▶ Data items:

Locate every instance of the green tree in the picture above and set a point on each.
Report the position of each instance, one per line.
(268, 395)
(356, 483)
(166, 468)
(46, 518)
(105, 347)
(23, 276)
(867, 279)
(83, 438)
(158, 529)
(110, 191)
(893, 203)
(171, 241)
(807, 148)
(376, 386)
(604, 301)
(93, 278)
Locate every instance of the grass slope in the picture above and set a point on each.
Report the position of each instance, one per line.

▶ Your goal: Put the lines above into a numbered list, from the line with "Locate every instance of the grass" up to and including the last line. Leave out any blank lines.

▶ Complete response:
1. Locate every instance of the grass slope in the picture above and set a point on each.
2. Report the position of each instance, one per line.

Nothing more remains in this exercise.